▶ **DIRECTIVE**
Put every line of the entries below into a numbered list, skipping blank lines and leaving out the pictures.
─── MATERIAL PROVIDED ───
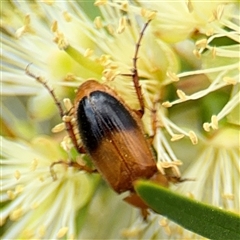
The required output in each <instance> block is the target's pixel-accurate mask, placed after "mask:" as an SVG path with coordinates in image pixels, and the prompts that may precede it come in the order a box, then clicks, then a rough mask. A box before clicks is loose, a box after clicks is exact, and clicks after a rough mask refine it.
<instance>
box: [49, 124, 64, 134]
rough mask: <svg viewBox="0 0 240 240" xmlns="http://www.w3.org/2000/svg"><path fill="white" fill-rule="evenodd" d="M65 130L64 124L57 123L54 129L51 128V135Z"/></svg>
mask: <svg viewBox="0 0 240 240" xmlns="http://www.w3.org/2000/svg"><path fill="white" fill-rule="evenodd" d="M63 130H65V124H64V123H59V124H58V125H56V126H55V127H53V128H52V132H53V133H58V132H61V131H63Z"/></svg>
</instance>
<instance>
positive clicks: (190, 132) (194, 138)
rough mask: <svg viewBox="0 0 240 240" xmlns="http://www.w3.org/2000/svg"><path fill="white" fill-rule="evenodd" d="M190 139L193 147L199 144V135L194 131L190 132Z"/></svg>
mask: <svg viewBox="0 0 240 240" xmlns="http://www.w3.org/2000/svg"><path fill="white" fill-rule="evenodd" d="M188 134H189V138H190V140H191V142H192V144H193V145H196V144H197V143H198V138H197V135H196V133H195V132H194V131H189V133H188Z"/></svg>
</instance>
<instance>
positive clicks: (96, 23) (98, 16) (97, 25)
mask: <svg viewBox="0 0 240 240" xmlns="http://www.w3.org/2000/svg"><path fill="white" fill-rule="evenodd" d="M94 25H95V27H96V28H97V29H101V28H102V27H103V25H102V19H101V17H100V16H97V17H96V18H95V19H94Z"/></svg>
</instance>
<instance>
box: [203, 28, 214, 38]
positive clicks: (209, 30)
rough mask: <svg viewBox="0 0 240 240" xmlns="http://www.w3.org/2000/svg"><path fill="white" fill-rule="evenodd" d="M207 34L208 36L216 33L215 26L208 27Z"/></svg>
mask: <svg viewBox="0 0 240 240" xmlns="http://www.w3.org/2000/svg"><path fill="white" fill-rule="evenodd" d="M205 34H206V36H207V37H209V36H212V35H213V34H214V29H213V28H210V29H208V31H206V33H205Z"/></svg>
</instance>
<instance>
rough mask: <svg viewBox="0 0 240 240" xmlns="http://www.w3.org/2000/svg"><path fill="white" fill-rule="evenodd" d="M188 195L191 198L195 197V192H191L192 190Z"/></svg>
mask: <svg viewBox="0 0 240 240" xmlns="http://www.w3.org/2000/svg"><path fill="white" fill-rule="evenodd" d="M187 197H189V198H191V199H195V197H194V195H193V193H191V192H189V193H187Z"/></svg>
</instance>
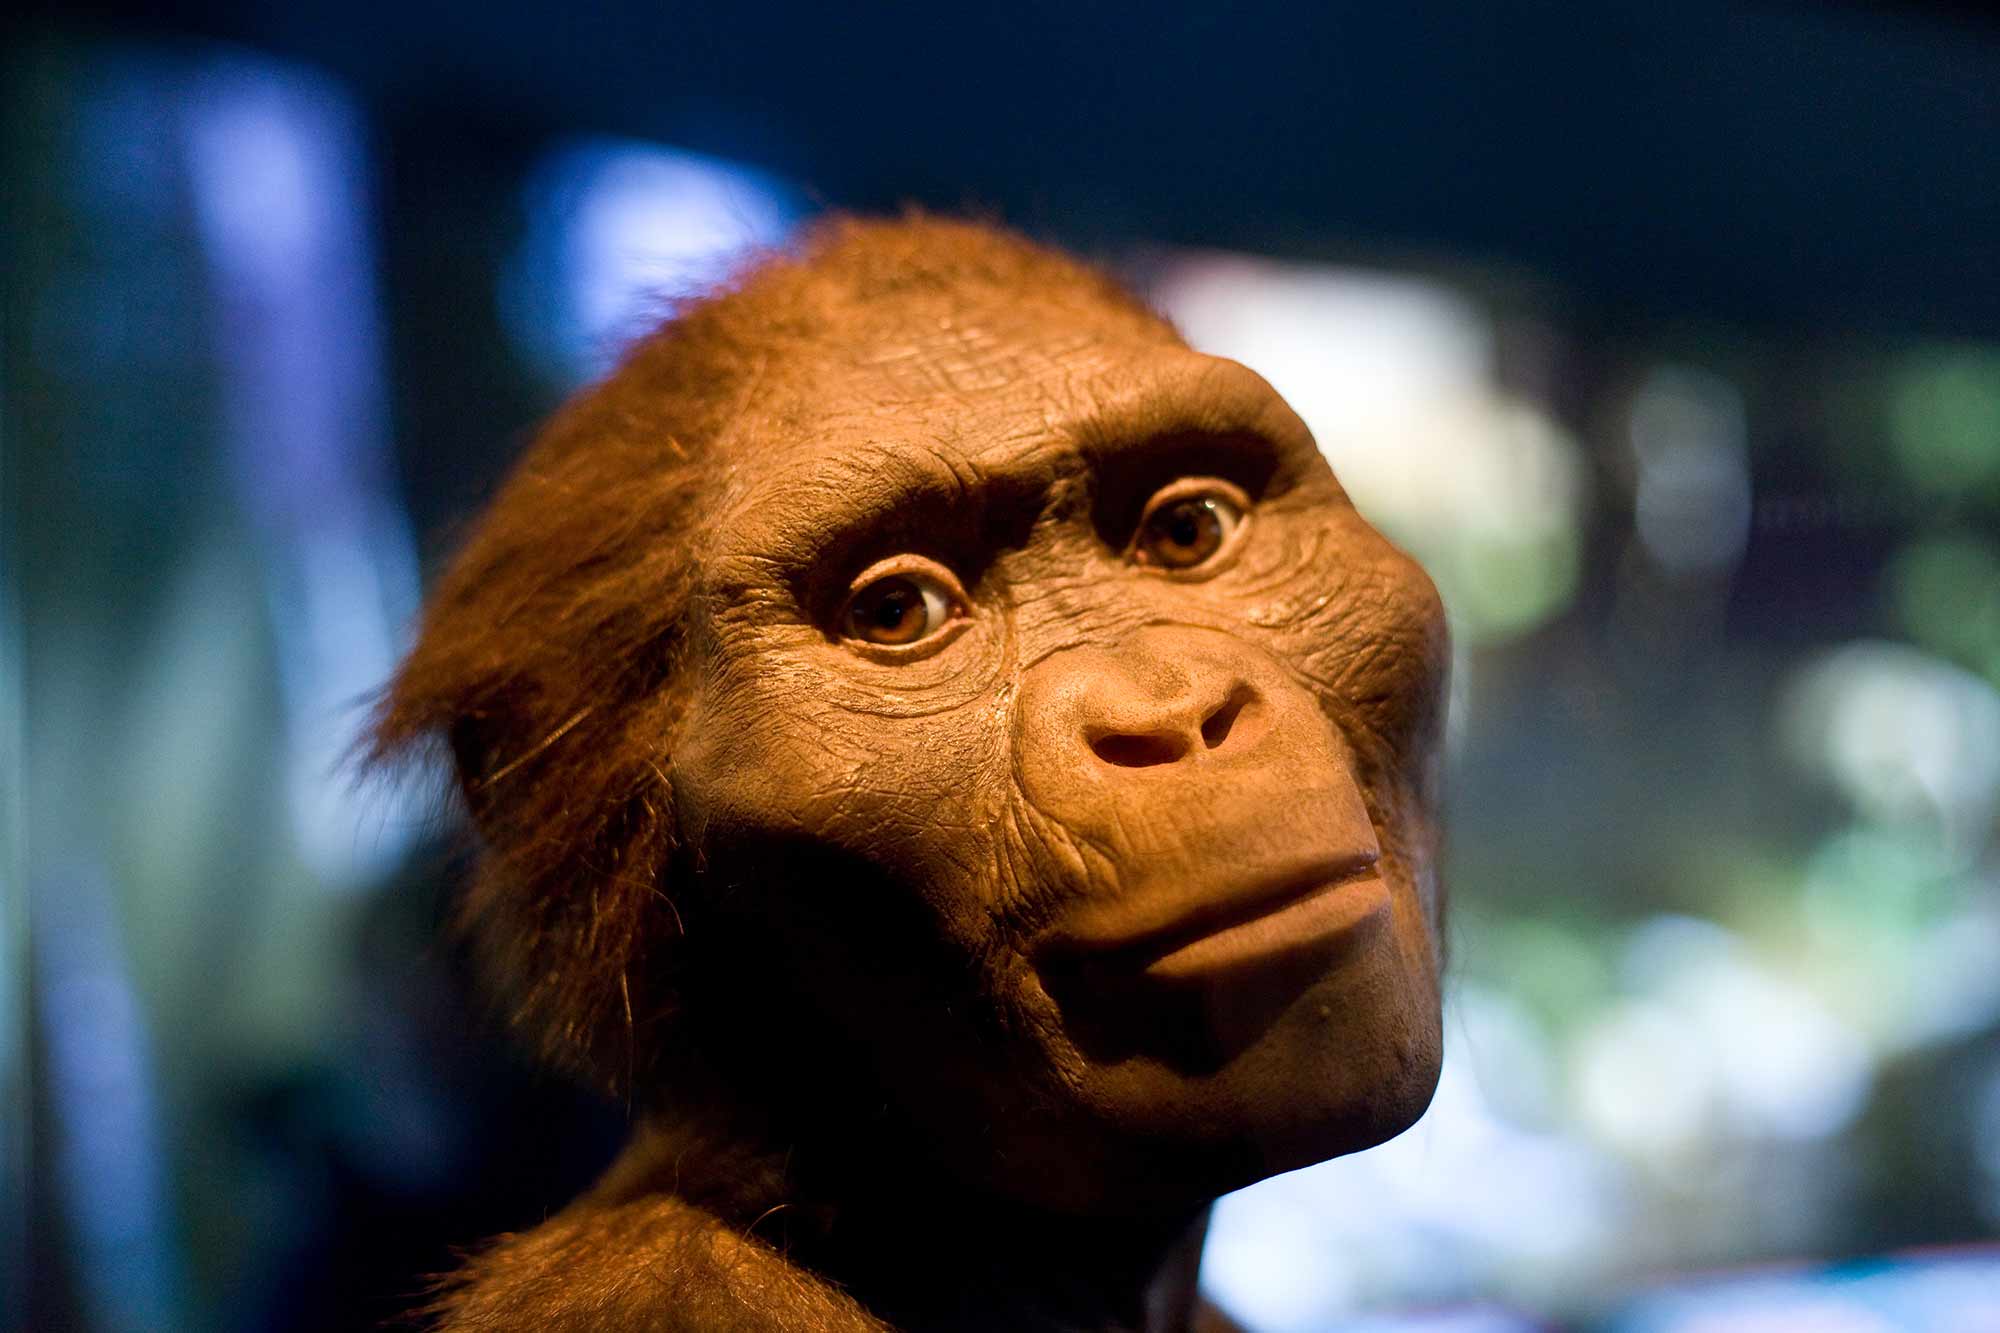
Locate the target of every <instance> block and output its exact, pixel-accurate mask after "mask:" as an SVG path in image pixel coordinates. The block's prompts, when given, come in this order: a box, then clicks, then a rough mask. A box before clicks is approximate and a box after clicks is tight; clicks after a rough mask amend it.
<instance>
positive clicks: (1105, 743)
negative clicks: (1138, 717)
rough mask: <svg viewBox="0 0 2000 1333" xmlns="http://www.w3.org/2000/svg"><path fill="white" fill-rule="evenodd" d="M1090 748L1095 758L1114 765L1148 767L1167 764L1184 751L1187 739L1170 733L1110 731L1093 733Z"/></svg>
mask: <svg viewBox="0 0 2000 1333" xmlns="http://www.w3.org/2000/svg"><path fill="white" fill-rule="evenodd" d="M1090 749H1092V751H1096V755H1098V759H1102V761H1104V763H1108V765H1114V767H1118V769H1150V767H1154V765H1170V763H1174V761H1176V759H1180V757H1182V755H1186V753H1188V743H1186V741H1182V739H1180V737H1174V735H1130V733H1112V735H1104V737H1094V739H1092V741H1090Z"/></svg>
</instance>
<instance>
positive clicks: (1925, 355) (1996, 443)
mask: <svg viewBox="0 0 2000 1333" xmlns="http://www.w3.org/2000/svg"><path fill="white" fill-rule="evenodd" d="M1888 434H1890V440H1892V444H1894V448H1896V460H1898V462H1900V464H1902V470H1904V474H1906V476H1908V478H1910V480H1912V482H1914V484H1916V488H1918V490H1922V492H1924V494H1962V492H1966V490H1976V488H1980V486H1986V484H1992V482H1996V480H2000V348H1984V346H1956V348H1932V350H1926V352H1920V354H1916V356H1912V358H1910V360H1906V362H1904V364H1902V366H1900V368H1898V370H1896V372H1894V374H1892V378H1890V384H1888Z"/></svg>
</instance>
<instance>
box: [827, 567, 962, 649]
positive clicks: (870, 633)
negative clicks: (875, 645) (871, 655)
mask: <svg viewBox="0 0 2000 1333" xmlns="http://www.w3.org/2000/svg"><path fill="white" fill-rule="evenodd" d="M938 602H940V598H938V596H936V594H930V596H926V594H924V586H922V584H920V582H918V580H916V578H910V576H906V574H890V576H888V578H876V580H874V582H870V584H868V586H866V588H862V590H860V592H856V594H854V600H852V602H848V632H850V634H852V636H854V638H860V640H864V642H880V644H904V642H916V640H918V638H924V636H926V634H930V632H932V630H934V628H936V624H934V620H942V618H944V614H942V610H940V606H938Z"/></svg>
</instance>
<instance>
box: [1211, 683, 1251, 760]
───
▶ **RESPONSE TO THE TASK**
1. The required output in each <instance> block is the target's pixel-accurate mask, placed after "mask:" as an SVG path with coordinates in image pixels, and the prompts that may precede it come in the order a box, then clicks, then a rough mask. A box before clicks is loose, a box after clicks is exact, and clicks after a rough mask refine it.
2. <instance>
3. box: [49, 124, 64, 134]
4. rough mask: <svg viewBox="0 0 240 240" xmlns="http://www.w3.org/2000/svg"><path fill="white" fill-rule="evenodd" d="M65 130L64 124L57 123L54 129L51 128V135Z"/></svg>
5. mask: <svg viewBox="0 0 240 240" xmlns="http://www.w3.org/2000/svg"><path fill="white" fill-rule="evenodd" d="M63 130H65V124H64V123H59V124H58V125H56V126H55V127H53V128H52V132H53V133H58V132H61V131H63Z"/></svg>
6. </instance>
7. <instance>
8. positive clicks: (190, 132) (194, 138)
9. rough mask: <svg viewBox="0 0 240 240" xmlns="http://www.w3.org/2000/svg"><path fill="white" fill-rule="evenodd" d="M190 139L193 147L199 144V135L194 131L190 132Z"/></svg>
10. mask: <svg viewBox="0 0 240 240" xmlns="http://www.w3.org/2000/svg"><path fill="white" fill-rule="evenodd" d="M188 134H189V138H190V140H191V142H192V144H193V145H196V144H197V143H198V138H197V135H196V133H195V132H194V131H189V133H188Z"/></svg>
11. </instance>
12. <instance>
13. positive clicks: (96, 23) (98, 16) (97, 25)
14. mask: <svg viewBox="0 0 240 240" xmlns="http://www.w3.org/2000/svg"><path fill="white" fill-rule="evenodd" d="M94 25H95V27H96V28H97V29H101V28H102V27H103V25H102V19H101V17H100V16H97V17H96V18H95V19H94Z"/></svg>
15. </instance>
16. <instance>
17. box: [203, 28, 214, 38]
18. positive clicks: (209, 30)
19. rough mask: <svg viewBox="0 0 240 240" xmlns="http://www.w3.org/2000/svg"><path fill="white" fill-rule="evenodd" d="M207 34L208 36L216 33L215 26L208 27Z"/></svg>
20. mask: <svg viewBox="0 0 240 240" xmlns="http://www.w3.org/2000/svg"><path fill="white" fill-rule="evenodd" d="M205 34H206V36H207V37H209V36H212V35H213V34H214V29H213V28H210V29H208V31H206V33H205Z"/></svg>
21. </instance>
22. <instance>
23. rough mask: <svg viewBox="0 0 240 240" xmlns="http://www.w3.org/2000/svg"><path fill="white" fill-rule="evenodd" d="M188 195L191 198L195 197V192H191L192 190Z"/></svg>
24. mask: <svg viewBox="0 0 240 240" xmlns="http://www.w3.org/2000/svg"><path fill="white" fill-rule="evenodd" d="M187 197H189V198H191V199H195V197H194V195H193V193H191V192H189V193H187Z"/></svg>
25. </instance>
26. Locate the target of every <instance> block and output its exact, pixel-accurate mask after "mask:" as an SVG path in image pixel coordinates. The block's prompts, when given, come in this order: a box, then clicks, then a rough mask. A box before clicks is approximate and a box after clicks is tight; clicks after a rough mask amend it.
27. <instance>
28. positive clicks: (1105, 743)
29. negative clicks: (1138, 717)
30. rough mask: <svg viewBox="0 0 2000 1333" xmlns="http://www.w3.org/2000/svg"><path fill="white" fill-rule="evenodd" d="M1090 748L1095 758L1114 765L1148 767L1167 764L1184 751L1187 739L1170 733L1110 731L1093 733Z"/></svg>
31. mask: <svg viewBox="0 0 2000 1333" xmlns="http://www.w3.org/2000/svg"><path fill="white" fill-rule="evenodd" d="M1090 749H1092V751H1096V755H1098V759H1102V761H1104V763H1108V765H1114V767H1118V769H1150V767H1154V765H1170V763H1174V761H1176V759H1180V757H1182V755H1186V753H1188V743H1186V741H1182V739H1180V737H1174V735H1130V733H1112V735H1104V737H1094V739H1092V741H1090Z"/></svg>
32. </instance>
33. <instance>
34. positive clicks: (1925, 355) (1996, 443)
35. mask: <svg viewBox="0 0 2000 1333" xmlns="http://www.w3.org/2000/svg"><path fill="white" fill-rule="evenodd" d="M1888 434H1890V440H1892V444H1894V448H1896V460H1898V462H1900V464H1902V470H1904V474H1906V476H1908V478H1910V480H1912V482H1914V484H1916V488H1918V490H1922V492H1924V494H1962V492H1966V490H1976V488H1980V486H1986V484H1992V482H1996V480H2000V348H1984V346H1956V348H1932V350H1926V352H1920V354H1916V356H1912V358H1910V360H1906V362H1904V364H1902V366H1900V368H1898V370H1896V372H1894V374H1892V378H1890V384H1888Z"/></svg>
36. </instance>
37. <instance>
38. box: [827, 567, 962, 649]
39. positive clicks: (870, 633)
40. negative clicks: (875, 645) (871, 655)
41. mask: <svg viewBox="0 0 2000 1333" xmlns="http://www.w3.org/2000/svg"><path fill="white" fill-rule="evenodd" d="M938 602H940V598H938V596H936V594H930V596H926V594H924V586H922V584H920V582H918V580H916V578H910V576H906V574H890V576H888V578H876V580H874V582H870V584H868V586H866V588H862V590H860V592H856V594H854V600H852V602H848V632H850V634H852V636H854V638H860V640H864V642H880V644H904V642H916V640H918V638H924V636H926V634H930V632H932V630H934V628H936V624H934V620H942V618H944V614H942V610H940V606H938Z"/></svg>
42. </instance>
43. <instance>
44. box: [1211, 683, 1251, 760]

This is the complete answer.